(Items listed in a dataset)
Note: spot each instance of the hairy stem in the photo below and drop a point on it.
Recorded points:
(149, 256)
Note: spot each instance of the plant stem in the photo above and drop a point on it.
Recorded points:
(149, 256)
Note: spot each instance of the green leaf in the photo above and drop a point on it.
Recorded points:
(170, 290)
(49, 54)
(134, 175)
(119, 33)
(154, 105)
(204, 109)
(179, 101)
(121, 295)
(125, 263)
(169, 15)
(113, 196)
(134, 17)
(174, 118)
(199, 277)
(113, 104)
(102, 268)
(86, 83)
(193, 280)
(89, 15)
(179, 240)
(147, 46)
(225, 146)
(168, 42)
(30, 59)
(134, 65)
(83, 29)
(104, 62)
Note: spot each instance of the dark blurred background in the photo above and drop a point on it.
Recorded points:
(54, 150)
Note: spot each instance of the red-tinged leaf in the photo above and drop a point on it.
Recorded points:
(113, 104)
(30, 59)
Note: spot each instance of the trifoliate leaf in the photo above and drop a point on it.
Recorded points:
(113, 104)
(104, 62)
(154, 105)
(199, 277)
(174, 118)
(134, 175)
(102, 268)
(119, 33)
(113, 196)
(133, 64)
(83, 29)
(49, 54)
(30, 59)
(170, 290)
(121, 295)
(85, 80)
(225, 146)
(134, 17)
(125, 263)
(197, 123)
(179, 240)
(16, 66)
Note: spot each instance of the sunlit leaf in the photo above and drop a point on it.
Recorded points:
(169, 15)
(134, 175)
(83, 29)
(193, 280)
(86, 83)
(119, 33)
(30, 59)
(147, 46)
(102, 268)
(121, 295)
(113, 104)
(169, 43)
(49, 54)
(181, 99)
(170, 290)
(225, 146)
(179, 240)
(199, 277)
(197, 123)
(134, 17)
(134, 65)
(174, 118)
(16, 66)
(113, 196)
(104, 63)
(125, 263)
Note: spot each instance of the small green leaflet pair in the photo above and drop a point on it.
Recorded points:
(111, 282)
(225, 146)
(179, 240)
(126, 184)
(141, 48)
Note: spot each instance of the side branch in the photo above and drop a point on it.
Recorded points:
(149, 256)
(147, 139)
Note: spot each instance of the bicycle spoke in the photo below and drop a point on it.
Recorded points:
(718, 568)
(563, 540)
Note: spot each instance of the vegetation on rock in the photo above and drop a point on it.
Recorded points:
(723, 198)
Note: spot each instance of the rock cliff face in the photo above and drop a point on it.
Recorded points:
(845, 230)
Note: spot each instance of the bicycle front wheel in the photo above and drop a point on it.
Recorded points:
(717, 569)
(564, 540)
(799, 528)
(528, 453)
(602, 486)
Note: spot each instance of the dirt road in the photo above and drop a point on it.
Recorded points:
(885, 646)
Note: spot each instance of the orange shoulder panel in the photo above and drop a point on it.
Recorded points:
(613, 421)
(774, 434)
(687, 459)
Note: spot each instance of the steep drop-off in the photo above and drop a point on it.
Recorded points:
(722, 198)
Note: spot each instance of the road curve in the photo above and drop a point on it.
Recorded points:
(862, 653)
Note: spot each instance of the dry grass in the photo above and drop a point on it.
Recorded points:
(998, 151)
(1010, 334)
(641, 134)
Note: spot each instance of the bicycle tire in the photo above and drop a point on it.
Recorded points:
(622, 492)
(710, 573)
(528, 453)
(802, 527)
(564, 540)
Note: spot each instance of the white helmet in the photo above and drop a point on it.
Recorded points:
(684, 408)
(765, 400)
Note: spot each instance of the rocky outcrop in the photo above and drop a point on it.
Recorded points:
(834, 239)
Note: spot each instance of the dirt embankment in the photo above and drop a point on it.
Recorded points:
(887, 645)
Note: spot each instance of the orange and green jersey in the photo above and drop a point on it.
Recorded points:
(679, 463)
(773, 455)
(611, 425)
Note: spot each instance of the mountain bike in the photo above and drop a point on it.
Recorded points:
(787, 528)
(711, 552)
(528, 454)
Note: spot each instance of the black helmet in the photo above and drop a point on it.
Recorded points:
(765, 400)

**Assigned task**
Reproduce, word for word, all of the entries above.

**Answer to this task**
Note: spot each instance of the hairy stem in the photo below and drop a point on it.
Recorded points:
(149, 256)
Note: spot each instance of the plant stem in the photo above and drop a point on it.
Recorded points:
(149, 256)
Note: spot each instance of the green leaf in the photo above and drop a point on it.
Recorded points:
(170, 290)
(49, 54)
(134, 175)
(119, 33)
(154, 105)
(204, 109)
(179, 101)
(121, 295)
(125, 263)
(169, 15)
(113, 196)
(134, 17)
(174, 118)
(199, 277)
(113, 104)
(102, 268)
(86, 83)
(193, 280)
(89, 15)
(179, 240)
(147, 46)
(225, 146)
(168, 42)
(30, 59)
(134, 65)
(83, 29)
(104, 62)
Note: spot each instance of the dark blurred background in the photo above and drop a point on it.
Recorded points:
(54, 150)
Note: spot each instance of the red-tinged leaf in the photo above and drop a point on it.
Recorded points:
(113, 104)
(30, 59)
Note: spot each instance of the trifoliate leaf in the photo above and drop a point on it.
Recorded points:
(113, 104)
(104, 62)
(154, 105)
(199, 277)
(174, 118)
(134, 175)
(102, 268)
(119, 33)
(113, 196)
(133, 64)
(83, 29)
(49, 54)
(30, 59)
(170, 290)
(121, 295)
(85, 80)
(225, 146)
(134, 17)
(125, 263)
(197, 123)
(179, 240)
(16, 66)
Note: spot each instance of the sunlit leaf in the photo above and drop a point on it.
Recorded points:
(169, 15)
(134, 175)
(83, 29)
(193, 280)
(86, 83)
(119, 33)
(30, 59)
(147, 46)
(102, 268)
(121, 295)
(113, 104)
(169, 43)
(49, 54)
(181, 99)
(170, 290)
(225, 146)
(179, 240)
(199, 277)
(197, 123)
(134, 17)
(134, 65)
(174, 118)
(16, 66)
(113, 196)
(104, 63)
(125, 263)
Note: spot each instance of the small green leaflet pair in the photo above and drop a point on it.
Recorded points:
(111, 282)
(225, 146)
(179, 240)
(126, 184)
(141, 48)
Note: spot each instance of the side branch in the photo above and drop a point on it.
Recorded points:
(149, 256)
(147, 139)
Note: spot each instance of the bicycle spoke in the photo below and drop a point on it.
Recorded points:
(718, 568)
(563, 540)
Note: spot each instance of the vegetation on rock in the photo above and drop a point on it.
Recorded points:
(723, 198)
Note: spot each instance of the rock cliff face in the photo above and drop a point on it.
Recorded points:
(845, 230)
Note: spot each instance of the bicycle front wheel in the photo above and drop a point on it.
Recorded points:
(717, 569)
(564, 540)
(799, 528)
(528, 453)
(602, 486)
Note: spot each instance of the dirt road in the photo above and drop a point on it.
Recorded points:
(885, 646)
Note: spot each instance of the orange shoulder panel in the photo above and drop a point on it.
Recorded points:
(613, 421)
(774, 434)
(687, 459)
Note: spot each instance of the steep drop-off in the photo above and drop a point on it.
Recorded points:
(722, 198)
Note: spot each instance of the road curve in the photo above and drop a point on it.
Recorded points:
(862, 653)
Note: spot each instance of the dry grass in the photo above and drop a point on it.
Recorded points:
(998, 151)
(1010, 334)
(641, 134)
Note: spot each instance of the bicycle tire in the photo above and drop a point on it.
Recorded points:
(622, 492)
(710, 573)
(528, 453)
(802, 527)
(564, 540)
Note: spot each instance of the white helmet in the photo above and drop a point on it.
Recorded points:
(684, 408)
(765, 400)
Note: spot each instance of the rocky outcrop in the photo above and drop a point on it.
Recorded points:
(834, 239)
Note: spot each instance of the dirt embankment in the photo above and drop a point on it.
Recorded points:
(887, 645)
Note: spot each instance of the orange and green jersey in the photo above and drop a point on it.
Recorded points:
(679, 463)
(773, 455)
(611, 425)
Note: spot each instance of the mountain bike in the photo above and drop a point on it.
Recorded points:
(787, 528)
(711, 552)
(528, 454)
Note: spot each instance of the black helmet in the photo above and drop a point on it.
Recorded points:
(765, 400)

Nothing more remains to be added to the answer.